* [What you are asked to do] List every passage named in the page excerpt on the engine's intake and exhaust arrangement, giving each one's reference number.

The first and second branched intake passages 16A and 16B are connected to a basic intake passage 21. The basic intake passage 21 is connected to an air cleaner 22. A throttle valve 17A is provided in the portion of the branched intake passage 16A between the first supercharger 19A and the intake manifold 15. A throttle valve 17B is provided in the portion of the branched intake passage 16B between the second supercharger 19B and the intake manifold 15. The throttle valves 17A and 17B adjust the air flow rate led into the corresponding branched intake passages 16A and 16B by way of the air cleaner 22 and the basic intake passage 21. The throttle valves 17A and 17B have their openings adjusted in conjunction with operation of an accelerator pedal not shown.

The amount of depression of the accelerator pedal is detected by an accelerator pedal detector 26. The rotation angle (crank angle) of the crankshaft (not shown) is detected by a crank angle detector 27. The depression amount detection information obtained by the accelerator pedal detector 26 and the crank angle detection information obtained by the crank angle detector 27 are sent to a control computer 28. The control computer 28 controls an injection starting time and an injection ending time of the fuel injection nozzles 14A and 14B based on the depressing amount detection information and the crank angle detection information.

The air led into the basic intake passage 21 shunts into the branched intake passages 16A and 16B, and the air flowing in the branched intake passages 16A and 16B joins together in the intake manifold 15. To be more specific, intake air sent out of the compressor portions 191 of the first and second superchargers 19A and 19B joins together in the intake manifold 15 to be supplied to the cylinders 12A and 12B. The branched intake passages 16A and 16B are designed to have a mutually equal air flow rate.

A first exhaust manifold 18A is connected to the cylinder head 13A while a second exhaust manifold 18B is connected to the cylinder head 13B. The first exhaust manifold 18A is connected to a first exhaust passage 20A via a turbine portion 192 of the first supercharger 19A. The second exhaust manifold 18B is connected to a second exhaust passage 20B via the turbine portion 192 of the second supercharger 19B. The exhaust gas discharged from the cylinders 12A and 12B is emitted into the atmosphere by way of the corresponding exhaust manifolds 18A and 18B and exhaust passages 20A and 20B. The first exhaust manifold 18A and first exhaust passage 20A configure a first exhaust path while the second exhaust manifold 18B and second exhaust passage 20B configure a second exhaust path. The first exhaust manifold 18A and first exhaust passage 20A and the second exhaust manifold 18B and second exhaust passage 20B are designed to have a mutually equal exhaust gas flow rate of the exhaust paths.

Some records

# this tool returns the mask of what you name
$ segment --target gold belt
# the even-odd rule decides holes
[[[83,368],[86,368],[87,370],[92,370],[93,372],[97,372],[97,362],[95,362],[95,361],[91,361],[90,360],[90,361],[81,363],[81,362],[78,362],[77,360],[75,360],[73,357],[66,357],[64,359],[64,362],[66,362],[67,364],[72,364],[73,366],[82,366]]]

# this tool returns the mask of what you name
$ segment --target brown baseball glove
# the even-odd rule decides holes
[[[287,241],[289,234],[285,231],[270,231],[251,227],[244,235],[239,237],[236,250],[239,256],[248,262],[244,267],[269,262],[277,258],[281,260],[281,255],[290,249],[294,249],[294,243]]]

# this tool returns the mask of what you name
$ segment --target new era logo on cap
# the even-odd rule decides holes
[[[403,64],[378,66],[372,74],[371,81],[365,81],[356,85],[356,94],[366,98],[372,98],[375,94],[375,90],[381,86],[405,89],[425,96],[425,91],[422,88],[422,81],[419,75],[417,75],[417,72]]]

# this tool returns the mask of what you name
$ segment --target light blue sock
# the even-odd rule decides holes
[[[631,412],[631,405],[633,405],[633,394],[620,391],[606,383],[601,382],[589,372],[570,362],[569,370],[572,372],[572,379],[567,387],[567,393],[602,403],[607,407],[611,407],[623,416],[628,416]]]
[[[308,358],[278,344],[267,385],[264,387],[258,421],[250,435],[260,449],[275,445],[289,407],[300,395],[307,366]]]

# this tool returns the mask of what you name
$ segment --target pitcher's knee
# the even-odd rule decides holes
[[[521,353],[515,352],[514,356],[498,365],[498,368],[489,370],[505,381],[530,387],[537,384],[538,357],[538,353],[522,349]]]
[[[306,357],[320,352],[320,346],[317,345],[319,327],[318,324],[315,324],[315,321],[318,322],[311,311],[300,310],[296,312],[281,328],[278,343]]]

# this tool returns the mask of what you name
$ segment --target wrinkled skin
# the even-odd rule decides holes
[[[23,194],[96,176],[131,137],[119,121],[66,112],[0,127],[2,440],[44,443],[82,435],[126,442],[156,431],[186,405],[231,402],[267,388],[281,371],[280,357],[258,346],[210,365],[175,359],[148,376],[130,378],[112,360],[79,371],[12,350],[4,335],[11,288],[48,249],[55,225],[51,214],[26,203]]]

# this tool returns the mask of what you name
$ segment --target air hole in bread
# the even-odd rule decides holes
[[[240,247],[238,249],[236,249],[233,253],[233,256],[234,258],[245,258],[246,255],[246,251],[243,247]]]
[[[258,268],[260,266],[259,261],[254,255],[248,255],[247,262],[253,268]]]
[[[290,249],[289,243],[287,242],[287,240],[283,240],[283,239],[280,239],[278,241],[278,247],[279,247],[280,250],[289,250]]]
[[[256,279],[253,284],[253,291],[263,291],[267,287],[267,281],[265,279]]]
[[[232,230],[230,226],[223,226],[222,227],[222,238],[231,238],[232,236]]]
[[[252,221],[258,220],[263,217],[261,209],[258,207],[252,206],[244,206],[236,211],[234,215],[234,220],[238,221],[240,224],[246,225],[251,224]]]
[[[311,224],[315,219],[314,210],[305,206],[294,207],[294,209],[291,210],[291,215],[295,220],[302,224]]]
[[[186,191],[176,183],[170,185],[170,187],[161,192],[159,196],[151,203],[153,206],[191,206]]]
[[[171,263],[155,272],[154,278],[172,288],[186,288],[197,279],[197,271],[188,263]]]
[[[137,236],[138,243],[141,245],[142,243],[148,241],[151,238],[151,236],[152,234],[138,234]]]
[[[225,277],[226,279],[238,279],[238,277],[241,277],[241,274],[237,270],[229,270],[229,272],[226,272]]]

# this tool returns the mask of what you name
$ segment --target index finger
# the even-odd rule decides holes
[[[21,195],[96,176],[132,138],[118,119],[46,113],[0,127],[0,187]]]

* [Result of this exercise]
- First branched intake passage 16A
- Second branched intake passage 16B
- Basic intake passage 21
- First exhaust passage 20A
- Second exhaust passage 20B